### SUPPLIED TEXT
Global variables are stored in specific sections of a binary program (e.g., .data). The size of each variable is decided by the source code. The location of the variable, including the base address of a global data structure (e.g., array), is determined in the binary code after compilation and not changed afterward. Thus, global variables are accessed with hard-coding addresses. Each member of a global data structure is accessed by adding its corresponding offsets to the constant base address, and the offset is generated from the input (function arguments). Hence, BinMatch is able to obtain global variable addresses of T easily during the emulation.

(a) Template Function (F)
(b) Target Function (T)
Fig. 2: Global Variable Value Migration

BinMatch migrates global variable values according to their usage order. Figure 2 shows an example of two functions for global variable value migration. During the execution of F, two global variables gvar1 and gvar2 are read at Line 1 and Line 3 separately in Figure (a)a. gvar1 is used to test its value at Line 2, and gvar2 is used for the addition operation at Line 4. So the usage order of the two variable is [gvar1, gvar2]. When emulating T in Figure (b)b, BinMatch identifies ecx and ebp are loaded with global variables gvar1’ and gvar2’ at Line 1 and Line 2. Then, it finds ebp is used for testing at Line 3, and ecx is used for the addition at Line 4 afterward. The usage order of the global variables in Figure (b)b is [gvar2’, gvar1’]. Therefore, BinMatch assigns the value of gvar1 to gvar2’, and gvar2 to gvar1’ accordingly. If there are no enough global values to assign (e.g., T reads two global variables but F reads only one), BinMatch provides the surplus variables of T with predefined values (e.g., 0xDEADBEEF).

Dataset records
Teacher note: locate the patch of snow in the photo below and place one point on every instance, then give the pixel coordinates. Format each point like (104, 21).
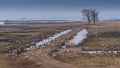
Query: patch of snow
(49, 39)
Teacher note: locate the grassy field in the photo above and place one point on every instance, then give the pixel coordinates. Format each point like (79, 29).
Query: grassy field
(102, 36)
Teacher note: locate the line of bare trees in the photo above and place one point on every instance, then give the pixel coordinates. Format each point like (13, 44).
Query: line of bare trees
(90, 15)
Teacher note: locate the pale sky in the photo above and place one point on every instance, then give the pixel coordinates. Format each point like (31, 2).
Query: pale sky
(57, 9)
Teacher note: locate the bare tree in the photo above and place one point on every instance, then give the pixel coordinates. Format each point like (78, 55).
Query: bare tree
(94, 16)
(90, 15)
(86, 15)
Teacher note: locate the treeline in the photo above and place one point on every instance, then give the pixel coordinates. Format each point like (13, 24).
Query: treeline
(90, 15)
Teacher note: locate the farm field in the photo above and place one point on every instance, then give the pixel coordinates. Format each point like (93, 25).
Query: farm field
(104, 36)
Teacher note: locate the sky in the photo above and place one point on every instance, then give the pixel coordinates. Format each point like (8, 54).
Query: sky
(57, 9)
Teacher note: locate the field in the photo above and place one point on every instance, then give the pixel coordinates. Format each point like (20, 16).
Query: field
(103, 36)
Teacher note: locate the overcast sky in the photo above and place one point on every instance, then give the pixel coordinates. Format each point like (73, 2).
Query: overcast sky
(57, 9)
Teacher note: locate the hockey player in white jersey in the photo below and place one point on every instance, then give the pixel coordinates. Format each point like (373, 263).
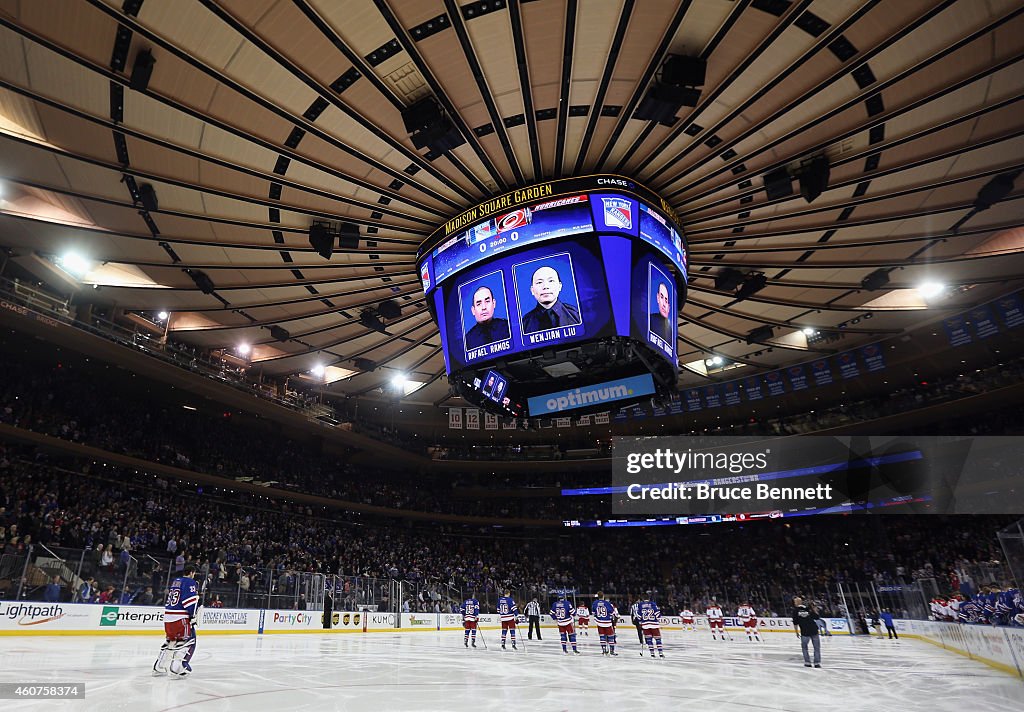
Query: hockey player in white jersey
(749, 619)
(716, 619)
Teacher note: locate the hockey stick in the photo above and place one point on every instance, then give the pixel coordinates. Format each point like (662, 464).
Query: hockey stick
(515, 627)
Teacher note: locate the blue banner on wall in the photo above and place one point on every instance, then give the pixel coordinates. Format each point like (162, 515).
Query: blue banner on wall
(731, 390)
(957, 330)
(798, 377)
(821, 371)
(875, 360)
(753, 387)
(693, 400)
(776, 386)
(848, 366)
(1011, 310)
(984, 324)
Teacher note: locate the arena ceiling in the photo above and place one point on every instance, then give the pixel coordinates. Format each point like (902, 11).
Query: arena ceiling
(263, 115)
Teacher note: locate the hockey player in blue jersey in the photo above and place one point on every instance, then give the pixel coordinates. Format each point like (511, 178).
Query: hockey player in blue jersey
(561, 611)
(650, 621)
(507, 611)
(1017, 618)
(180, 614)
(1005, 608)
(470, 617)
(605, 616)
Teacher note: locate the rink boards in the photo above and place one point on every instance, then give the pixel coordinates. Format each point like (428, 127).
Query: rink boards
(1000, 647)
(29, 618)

==

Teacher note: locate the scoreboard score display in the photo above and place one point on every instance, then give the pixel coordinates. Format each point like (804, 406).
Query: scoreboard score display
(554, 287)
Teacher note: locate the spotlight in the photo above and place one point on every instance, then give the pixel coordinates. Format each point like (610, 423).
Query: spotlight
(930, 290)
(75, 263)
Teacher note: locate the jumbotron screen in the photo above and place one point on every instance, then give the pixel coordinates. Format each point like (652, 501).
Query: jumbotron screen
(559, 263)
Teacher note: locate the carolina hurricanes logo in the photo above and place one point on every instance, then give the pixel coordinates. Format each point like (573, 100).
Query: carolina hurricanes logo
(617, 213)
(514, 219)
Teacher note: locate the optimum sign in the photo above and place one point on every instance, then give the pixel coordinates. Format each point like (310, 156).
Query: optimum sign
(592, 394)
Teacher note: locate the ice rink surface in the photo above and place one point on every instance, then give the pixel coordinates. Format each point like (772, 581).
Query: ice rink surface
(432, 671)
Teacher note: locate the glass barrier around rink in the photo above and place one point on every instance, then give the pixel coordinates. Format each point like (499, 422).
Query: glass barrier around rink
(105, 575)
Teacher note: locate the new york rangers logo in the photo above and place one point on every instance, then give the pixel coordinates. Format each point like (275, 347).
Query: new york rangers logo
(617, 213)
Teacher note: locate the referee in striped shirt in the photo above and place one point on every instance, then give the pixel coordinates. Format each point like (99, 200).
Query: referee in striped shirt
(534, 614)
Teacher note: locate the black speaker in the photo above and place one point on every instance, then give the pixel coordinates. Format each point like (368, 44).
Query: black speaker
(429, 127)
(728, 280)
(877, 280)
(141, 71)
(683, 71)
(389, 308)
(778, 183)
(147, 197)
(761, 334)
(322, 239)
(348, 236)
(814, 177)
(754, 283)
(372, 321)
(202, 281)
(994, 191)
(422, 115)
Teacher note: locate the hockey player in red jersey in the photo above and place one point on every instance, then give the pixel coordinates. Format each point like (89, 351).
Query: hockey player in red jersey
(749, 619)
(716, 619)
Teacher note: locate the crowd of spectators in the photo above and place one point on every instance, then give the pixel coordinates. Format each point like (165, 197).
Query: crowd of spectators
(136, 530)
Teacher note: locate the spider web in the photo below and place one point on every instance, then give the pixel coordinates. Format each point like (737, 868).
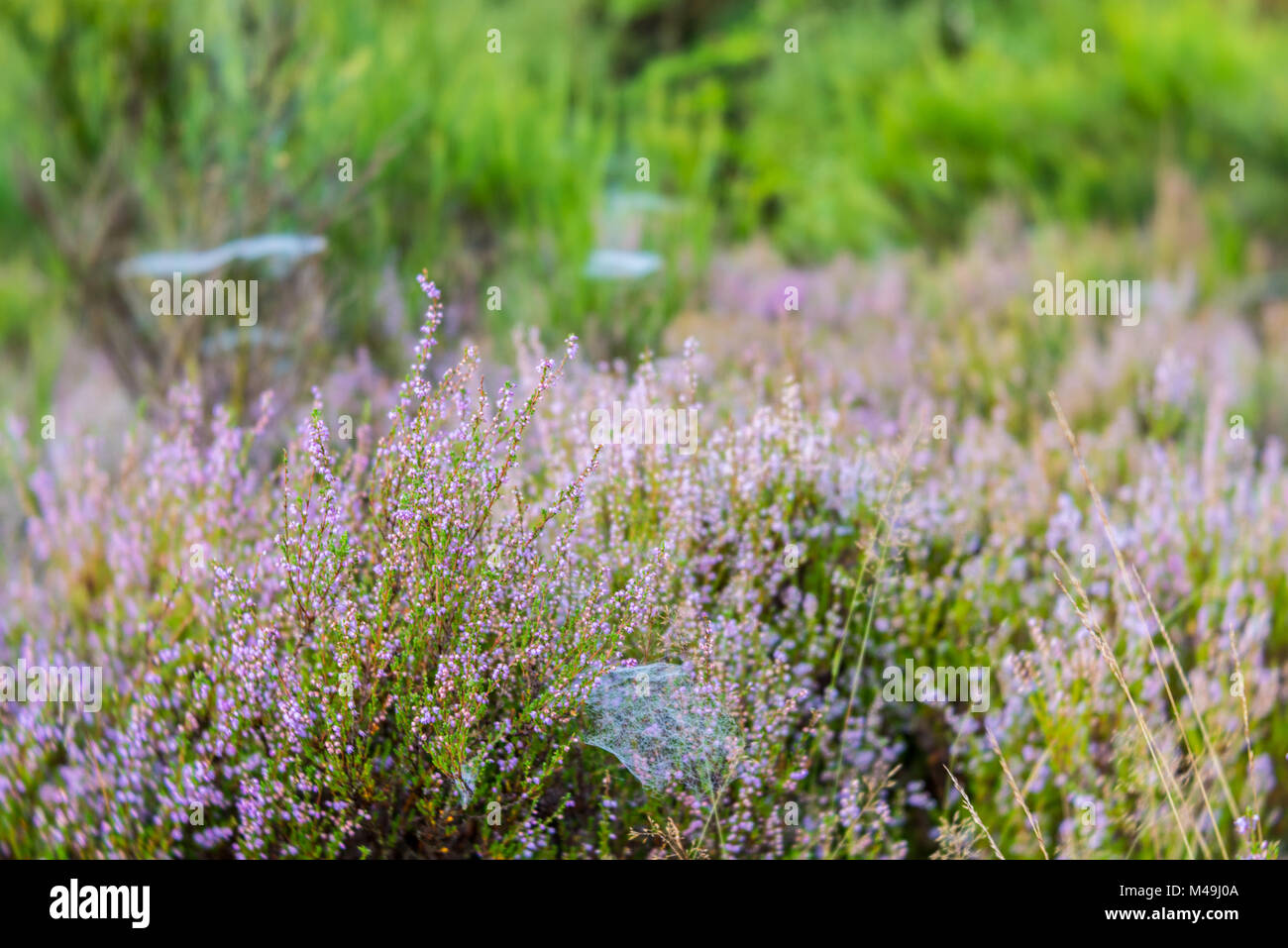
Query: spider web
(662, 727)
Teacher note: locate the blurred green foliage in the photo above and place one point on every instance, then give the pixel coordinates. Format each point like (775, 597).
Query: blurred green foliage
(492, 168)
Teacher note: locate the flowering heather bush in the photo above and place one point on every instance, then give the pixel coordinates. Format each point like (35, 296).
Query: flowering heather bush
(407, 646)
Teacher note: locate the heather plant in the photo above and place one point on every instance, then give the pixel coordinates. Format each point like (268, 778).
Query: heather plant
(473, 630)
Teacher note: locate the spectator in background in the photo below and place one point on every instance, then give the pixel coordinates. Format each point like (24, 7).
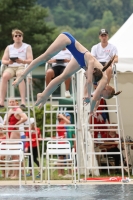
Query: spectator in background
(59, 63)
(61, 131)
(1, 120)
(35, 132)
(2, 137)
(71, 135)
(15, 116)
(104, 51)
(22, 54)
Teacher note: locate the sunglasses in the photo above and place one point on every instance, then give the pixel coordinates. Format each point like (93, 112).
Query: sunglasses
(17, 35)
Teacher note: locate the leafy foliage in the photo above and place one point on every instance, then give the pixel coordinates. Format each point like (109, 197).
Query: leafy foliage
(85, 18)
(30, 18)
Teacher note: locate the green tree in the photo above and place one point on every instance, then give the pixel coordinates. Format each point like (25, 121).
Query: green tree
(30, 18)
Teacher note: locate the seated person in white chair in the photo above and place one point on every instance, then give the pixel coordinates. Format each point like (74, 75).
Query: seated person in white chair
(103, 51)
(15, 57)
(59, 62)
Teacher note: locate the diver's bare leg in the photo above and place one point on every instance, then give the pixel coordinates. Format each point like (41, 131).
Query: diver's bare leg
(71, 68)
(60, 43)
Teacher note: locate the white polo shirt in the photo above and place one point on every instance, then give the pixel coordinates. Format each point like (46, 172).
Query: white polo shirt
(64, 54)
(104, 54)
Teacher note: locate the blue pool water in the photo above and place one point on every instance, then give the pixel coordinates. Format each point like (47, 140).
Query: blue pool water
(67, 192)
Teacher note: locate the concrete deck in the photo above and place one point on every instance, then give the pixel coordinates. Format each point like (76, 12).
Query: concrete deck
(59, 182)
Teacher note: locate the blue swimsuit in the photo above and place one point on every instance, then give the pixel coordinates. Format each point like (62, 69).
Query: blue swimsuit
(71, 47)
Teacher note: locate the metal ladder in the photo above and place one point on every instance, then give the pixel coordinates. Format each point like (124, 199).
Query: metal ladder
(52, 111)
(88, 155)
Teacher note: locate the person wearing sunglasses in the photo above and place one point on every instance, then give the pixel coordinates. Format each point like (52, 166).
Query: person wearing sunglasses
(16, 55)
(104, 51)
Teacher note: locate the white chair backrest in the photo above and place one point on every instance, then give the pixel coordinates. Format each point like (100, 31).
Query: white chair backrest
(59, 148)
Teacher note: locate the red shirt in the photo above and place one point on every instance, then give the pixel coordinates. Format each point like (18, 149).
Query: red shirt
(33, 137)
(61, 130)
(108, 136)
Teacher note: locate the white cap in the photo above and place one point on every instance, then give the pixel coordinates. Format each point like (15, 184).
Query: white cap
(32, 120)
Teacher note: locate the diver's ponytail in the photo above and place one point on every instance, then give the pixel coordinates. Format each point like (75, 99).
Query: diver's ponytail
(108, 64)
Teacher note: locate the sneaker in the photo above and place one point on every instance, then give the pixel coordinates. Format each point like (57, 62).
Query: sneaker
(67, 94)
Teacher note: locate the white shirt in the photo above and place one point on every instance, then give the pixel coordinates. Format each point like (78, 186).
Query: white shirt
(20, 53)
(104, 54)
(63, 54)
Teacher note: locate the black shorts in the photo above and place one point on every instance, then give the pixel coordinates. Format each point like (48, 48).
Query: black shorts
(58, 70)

...

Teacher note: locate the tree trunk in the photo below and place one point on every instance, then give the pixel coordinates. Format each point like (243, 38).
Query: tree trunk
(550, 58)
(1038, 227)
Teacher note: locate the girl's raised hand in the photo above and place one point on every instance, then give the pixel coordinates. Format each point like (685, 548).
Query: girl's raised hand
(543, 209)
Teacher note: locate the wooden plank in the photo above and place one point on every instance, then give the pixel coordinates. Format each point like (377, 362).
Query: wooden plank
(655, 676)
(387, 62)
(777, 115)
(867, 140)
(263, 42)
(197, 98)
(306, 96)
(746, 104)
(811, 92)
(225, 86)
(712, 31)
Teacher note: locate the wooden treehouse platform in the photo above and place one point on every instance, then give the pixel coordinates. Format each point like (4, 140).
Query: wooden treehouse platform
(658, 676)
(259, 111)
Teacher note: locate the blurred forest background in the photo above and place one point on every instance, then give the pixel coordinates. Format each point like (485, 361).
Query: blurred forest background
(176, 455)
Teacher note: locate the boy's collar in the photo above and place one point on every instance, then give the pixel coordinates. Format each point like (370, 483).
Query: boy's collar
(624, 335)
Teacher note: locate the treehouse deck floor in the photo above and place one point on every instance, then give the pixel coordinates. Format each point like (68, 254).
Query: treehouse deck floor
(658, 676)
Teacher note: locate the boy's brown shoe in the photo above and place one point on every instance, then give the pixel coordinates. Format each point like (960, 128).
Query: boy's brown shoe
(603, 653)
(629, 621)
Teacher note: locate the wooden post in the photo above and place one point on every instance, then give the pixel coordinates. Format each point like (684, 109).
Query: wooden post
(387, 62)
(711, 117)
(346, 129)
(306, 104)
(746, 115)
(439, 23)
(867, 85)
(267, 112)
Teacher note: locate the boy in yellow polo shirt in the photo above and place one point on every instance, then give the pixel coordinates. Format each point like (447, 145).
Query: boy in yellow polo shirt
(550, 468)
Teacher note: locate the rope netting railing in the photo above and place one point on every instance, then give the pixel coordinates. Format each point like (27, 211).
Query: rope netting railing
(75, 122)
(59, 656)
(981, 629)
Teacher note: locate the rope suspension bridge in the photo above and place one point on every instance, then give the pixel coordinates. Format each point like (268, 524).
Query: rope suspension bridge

### TASK LIST
(1) Copy the passage on global variable migration from "Global variables are stored" up to and including "(a) Template Function (F)".
(2) According to the passage on global variable migration, what is the usage order of the two global variables read during the execution of F?

### PROBLEM SOLUTIONS
(1)
Global variables are stored in specific sections of a binary program (e.g., .data). The size of each variable is decided by the source code. The location of the variable, including the base address of a global data structure (e.g., array), is determined in the binary code after compilation and not changed afterward. Thus, global variables are accessed with hard-coding addresses. Each member of a global data structure is accessed by adding its corresponding offsets to the constant base address, and the offset is generated from the input (function arguments). Hence, BinMatch is able to obtain global variable addresses of T easily during the emulation.

(a) Template Function (F)

(2) [gvar1, gvar2]